Social media mishaps: Why businesses should think twice before cracking jokes online
Monday, April 15, 2019/
Making someone laugh through a social media post can leave a lasting impression, which is why many businesses try to use humour on their social media platforms.
But is humour always the right tactic?
While introducing humour can be a fun way to bring personality to your business and boost your online presence, jokes often walk a fine line between being funny and just plain offensive.
In the past year, social media fails made by businesses across the world have reinforced the importance of asking yourself whether a joke will work well and when you shouldn’t head down that path.
With the reach of social media almost exponential, a poorly made joke has the capacity to taint your business and how your brand is perceived.
April Fool’s Day
Businesses can’t seem to resist the lure of April Fool’s Day. This year, there were a series of poorly executed jokes and social media mishaps, including Tinder’s announcement of ‘height verification’.

SHORT TASK 1
Copy out the records word for word, starting at their very first line and ending at the line that contains "211 2 L 217", with both of those lines included.
The article and the records come from separate, unrelated sources.

ENTRIES SUPPLIED
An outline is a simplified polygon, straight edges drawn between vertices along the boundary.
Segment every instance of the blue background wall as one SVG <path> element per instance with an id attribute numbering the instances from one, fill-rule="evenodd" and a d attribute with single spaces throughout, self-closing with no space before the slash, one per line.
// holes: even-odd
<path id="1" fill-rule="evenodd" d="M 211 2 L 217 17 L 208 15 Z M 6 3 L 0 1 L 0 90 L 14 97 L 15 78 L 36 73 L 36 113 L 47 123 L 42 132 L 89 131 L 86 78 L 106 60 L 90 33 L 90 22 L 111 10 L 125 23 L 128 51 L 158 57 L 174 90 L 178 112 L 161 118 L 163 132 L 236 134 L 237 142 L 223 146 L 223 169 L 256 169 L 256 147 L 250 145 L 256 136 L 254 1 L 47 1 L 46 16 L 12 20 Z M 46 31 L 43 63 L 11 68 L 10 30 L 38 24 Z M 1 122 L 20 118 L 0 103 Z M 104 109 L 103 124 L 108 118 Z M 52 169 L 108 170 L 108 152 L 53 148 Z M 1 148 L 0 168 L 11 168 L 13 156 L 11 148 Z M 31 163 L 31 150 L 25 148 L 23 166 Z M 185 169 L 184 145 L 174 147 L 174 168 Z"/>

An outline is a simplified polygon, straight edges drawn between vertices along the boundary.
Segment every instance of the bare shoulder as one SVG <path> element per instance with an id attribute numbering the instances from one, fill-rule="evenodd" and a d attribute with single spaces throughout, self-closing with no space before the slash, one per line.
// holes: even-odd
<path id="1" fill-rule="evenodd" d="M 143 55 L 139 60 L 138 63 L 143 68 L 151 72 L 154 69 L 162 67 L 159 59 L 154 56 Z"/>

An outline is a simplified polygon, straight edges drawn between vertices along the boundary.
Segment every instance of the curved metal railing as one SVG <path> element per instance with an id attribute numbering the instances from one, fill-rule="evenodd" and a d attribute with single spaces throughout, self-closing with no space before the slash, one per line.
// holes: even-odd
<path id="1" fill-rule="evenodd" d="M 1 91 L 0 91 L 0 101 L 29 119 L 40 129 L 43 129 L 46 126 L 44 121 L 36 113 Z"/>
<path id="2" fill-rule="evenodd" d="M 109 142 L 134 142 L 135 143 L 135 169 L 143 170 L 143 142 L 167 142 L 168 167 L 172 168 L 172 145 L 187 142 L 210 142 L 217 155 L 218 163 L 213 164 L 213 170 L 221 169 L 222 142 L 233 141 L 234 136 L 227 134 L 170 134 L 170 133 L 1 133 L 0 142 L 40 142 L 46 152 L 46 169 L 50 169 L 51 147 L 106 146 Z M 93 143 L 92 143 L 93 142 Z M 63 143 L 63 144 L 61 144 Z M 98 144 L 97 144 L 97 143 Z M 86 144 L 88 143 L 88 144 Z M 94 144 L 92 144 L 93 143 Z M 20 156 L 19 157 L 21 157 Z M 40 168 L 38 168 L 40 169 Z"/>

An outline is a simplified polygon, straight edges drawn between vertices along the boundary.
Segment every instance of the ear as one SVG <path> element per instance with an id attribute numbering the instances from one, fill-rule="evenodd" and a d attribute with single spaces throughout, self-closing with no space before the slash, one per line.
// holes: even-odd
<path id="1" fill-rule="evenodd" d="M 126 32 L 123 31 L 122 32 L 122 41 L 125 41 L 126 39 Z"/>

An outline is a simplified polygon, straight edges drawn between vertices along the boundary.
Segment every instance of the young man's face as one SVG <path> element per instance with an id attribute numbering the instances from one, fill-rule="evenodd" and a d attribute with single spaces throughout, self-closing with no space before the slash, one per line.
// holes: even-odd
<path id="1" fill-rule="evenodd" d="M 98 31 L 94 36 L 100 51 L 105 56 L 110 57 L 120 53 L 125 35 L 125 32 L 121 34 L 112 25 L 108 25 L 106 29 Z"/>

SHORT TASK 2
According to the article, what did Tinder announce as part of this year's April Fool's Day jokes?

RESULT 1
An outline is a simplified polygon, straight edges drawn between vertices along the boundary.
Segment every instance of the blue background wall as one SVG <path> element per instance with an id attribute numbering the instances from one, fill-rule="evenodd" and a d attribute with single spaces throughout, self-closing with no space before the slash, one per line.
// holes: even-odd
<path id="1" fill-rule="evenodd" d="M 211 2 L 217 17 L 208 15 Z M 6 3 L 0 1 L 0 90 L 14 97 L 15 78 L 36 73 L 36 113 L 47 123 L 42 132 L 89 131 L 86 78 L 106 60 L 90 33 L 90 22 L 111 10 L 125 23 L 128 51 L 158 57 L 174 90 L 178 112 L 161 118 L 163 132 L 236 134 L 237 142 L 223 146 L 223 169 L 256 169 L 256 147 L 250 145 L 256 136 L 254 1 L 47 1 L 46 16 L 12 20 Z M 46 31 L 43 63 L 11 68 L 10 30 L 38 24 Z M 1 122 L 20 118 L 0 103 Z M 104 109 L 103 124 L 108 118 Z M 52 169 L 108 170 L 108 152 L 53 148 Z M 1 148 L 0 168 L 11 168 L 13 156 L 11 148 Z M 31 163 L 31 150 L 25 148 L 23 166 Z M 185 169 L 184 145 L 174 147 L 174 168 Z"/>

RESULT 2
'Height verification'